[BEGIN Supplied entries]

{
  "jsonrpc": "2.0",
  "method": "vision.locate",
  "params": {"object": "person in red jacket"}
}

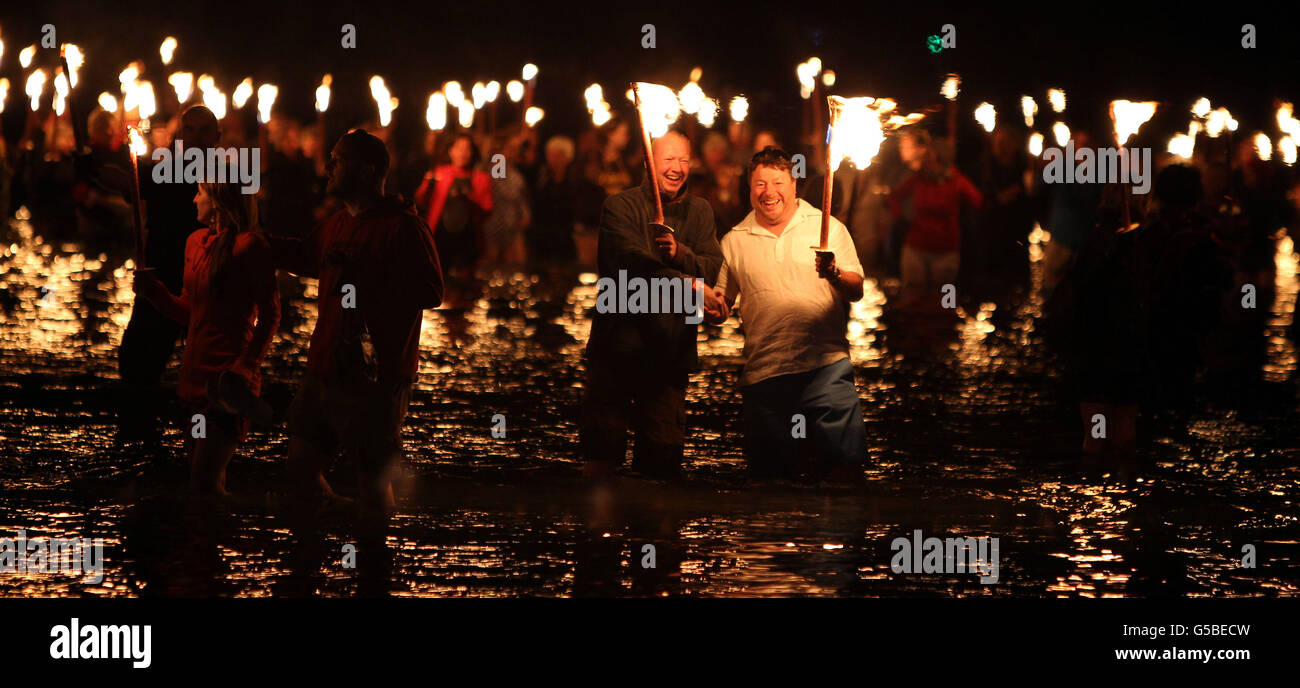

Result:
[272,129,443,595]
[415,134,493,305]
[134,183,280,496]
[889,137,983,304]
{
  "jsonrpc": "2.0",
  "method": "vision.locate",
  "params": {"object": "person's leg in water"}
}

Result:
[190,414,239,497]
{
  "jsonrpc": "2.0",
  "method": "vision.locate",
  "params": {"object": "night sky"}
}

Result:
[0,0,1300,150]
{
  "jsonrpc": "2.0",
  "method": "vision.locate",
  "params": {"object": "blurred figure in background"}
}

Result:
[415,134,493,307]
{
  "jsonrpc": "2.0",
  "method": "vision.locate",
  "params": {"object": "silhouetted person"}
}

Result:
[272,130,443,595]
[118,105,221,441]
[135,183,280,496]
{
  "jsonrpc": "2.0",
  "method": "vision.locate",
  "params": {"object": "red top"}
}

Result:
[415,165,491,230]
[272,196,442,381]
[889,168,984,254]
[151,228,280,403]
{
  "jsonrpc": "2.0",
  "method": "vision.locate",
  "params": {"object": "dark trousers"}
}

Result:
[579,359,686,477]
[117,297,183,440]
[741,359,867,477]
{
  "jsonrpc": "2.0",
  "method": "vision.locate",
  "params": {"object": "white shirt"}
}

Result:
[718,199,866,386]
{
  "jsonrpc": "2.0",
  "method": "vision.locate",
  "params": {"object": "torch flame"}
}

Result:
[316,74,334,112]
[1052,122,1070,148]
[1255,131,1273,160]
[27,69,46,112]
[1110,100,1157,146]
[1048,88,1065,112]
[442,81,468,107]
[254,82,280,124]
[731,95,749,122]
[230,77,253,109]
[126,126,150,157]
[371,74,398,126]
[636,82,681,138]
[166,72,194,105]
[827,95,893,172]
[1192,98,1210,117]
[62,43,86,88]
[975,103,997,131]
[159,36,176,65]
[1021,95,1039,126]
[939,74,962,100]
[424,91,447,131]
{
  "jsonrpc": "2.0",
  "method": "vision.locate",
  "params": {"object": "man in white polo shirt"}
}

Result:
[706,147,867,483]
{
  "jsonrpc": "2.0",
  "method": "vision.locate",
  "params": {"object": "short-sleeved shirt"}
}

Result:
[718,200,865,386]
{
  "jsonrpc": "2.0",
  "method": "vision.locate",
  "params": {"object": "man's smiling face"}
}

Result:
[651,133,690,196]
[749,165,797,228]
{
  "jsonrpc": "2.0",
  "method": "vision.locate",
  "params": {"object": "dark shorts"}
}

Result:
[741,359,867,477]
[181,402,248,442]
[287,373,411,463]
[579,359,686,470]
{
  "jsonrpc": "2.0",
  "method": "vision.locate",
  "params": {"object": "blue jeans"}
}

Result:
[741,358,867,477]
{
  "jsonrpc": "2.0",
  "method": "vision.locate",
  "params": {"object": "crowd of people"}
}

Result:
[0,91,1297,587]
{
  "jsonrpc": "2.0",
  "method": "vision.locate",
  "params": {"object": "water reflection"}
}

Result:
[0,214,1300,597]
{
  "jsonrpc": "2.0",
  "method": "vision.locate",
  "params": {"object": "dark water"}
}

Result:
[0,214,1300,597]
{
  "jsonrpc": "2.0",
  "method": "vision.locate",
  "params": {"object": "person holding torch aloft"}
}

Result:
[705,148,867,483]
[580,131,722,479]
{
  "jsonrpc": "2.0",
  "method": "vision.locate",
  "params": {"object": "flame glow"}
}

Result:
[975,103,997,133]
[1052,122,1070,148]
[1021,95,1039,126]
[637,82,681,137]
[166,72,194,105]
[159,36,176,65]
[230,77,253,109]
[1110,100,1156,146]
[731,95,749,122]
[26,69,46,112]
[371,74,398,126]
[126,126,150,157]
[254,82,280,124]
[1192,98,1210,117]
[316,74,334,112]
[1255,131,1273,160]
[506,79,524,103]
[64,43,86,88]
[827,96,896,170]
[939,74,962,100]
[1048,88,1065,112]
[424,91,447,131]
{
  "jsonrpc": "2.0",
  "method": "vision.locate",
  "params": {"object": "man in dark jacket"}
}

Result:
[273,130,443,583]
[580,133,722,479]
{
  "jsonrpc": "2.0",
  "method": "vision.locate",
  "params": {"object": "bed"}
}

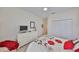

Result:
[23,35,79,52]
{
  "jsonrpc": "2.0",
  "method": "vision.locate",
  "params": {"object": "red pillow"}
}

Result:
[48,40,55,45]
[64,40,74,50]
[0,40,19,51]
[55,39,62,43]
[75,48,79,52]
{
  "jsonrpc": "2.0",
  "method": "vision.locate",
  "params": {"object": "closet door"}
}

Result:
[52,19,73,38]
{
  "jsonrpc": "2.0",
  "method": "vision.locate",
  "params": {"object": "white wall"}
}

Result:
[0,8,42,39]
[48,8,79,37]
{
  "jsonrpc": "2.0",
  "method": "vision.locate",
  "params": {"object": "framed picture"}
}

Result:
[30,21,35,28]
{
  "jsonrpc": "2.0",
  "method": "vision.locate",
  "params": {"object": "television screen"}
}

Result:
[20,26,28,31]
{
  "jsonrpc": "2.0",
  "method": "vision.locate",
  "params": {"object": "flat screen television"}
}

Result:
[20,26,28,31]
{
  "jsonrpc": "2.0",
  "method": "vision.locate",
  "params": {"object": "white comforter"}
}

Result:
[26,42,49,52]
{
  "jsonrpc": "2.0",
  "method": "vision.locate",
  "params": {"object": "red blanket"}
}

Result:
[0,40,19,51]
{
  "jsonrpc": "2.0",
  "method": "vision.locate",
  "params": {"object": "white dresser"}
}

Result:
[17,31,38,47]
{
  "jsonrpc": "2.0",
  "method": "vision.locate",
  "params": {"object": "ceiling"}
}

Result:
[18,7,71,18]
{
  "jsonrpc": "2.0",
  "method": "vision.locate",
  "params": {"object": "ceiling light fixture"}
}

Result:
[43,8,48,11]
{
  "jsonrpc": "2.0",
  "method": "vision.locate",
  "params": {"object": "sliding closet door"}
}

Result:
[52,19,73,38]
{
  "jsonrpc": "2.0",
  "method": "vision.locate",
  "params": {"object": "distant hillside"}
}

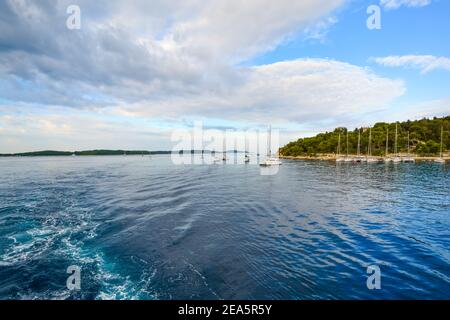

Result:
[0,150,171,157]
[280,116,450,157]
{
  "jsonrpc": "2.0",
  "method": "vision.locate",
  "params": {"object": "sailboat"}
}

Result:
[259,126,281,167]
[367,128,379,163]
[384,126,392,163]
[244,136,250,164]
[344,129,353,162]
[392,123,402,163]
[403,131,416,163]
[336,133,345,162]
[434,126,445,163]
[355,129,366,163]
[222,136,227,162]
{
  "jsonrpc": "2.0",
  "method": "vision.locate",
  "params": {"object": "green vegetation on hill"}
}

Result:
[280,116,450,157]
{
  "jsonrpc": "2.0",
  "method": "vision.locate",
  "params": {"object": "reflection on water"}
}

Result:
[0,156,450,299]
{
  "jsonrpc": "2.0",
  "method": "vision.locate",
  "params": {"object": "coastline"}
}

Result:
[279,154,450,162]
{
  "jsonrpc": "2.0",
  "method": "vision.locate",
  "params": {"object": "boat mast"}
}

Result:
[358,129,361,157]
[347,129,348,158]
[222,136,227,161]
[385,126,389,157]
[408,131,409,156]
[338,132,341,157]
[394,123,398,156]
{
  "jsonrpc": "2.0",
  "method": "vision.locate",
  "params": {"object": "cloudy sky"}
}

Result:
[0,0,450,153]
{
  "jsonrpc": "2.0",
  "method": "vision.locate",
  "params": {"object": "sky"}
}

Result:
[0,0,450,153]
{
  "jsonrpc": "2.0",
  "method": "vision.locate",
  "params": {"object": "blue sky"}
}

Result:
[251,0,450,103]
[0,0,450,152]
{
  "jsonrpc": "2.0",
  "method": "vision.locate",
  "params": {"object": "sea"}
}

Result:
[0,155,450,300]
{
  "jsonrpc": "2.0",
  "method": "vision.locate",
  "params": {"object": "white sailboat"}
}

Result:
[222,136,227,162]
[336,133,345,162]
[384,126,392,163]
[434,126,445,164]
[354,129,366,163]
[403,131,416,163]
[367,128,379,163]
[259,126,281,167]
[392,123,402,163]
[344,130,353,162]
[244,136,250,164]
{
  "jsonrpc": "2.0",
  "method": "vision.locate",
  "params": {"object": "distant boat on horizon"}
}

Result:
[259,126,282,167]
[434,126,445,163]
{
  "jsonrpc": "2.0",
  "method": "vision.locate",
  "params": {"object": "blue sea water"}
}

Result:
[0,156,450,299]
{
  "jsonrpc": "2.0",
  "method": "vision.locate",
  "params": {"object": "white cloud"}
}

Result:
[111,59,405,124]
[372,55,450,74]
[0,0,414,152]
[380,0,431,9]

[END Supplied entries]

Work required
Rescale the rows from the start up to and including the line that contains "[889,137,983,304]", copying every line with the requests intact but multiplying each bounding-box coordinate in the answers by 1.4 and rounding to whole numbers, halves up. Leave the pictures out of your answer.

Response to this task
{
  "jsonrpc": "2.0",
  "method": "vision.locate",
  "params": {"object": "person in red jacket"}
}


Result:
[381,181,620,833]
[581,188,690,427]
[188,256,392,694]
[1245,192,1376,426]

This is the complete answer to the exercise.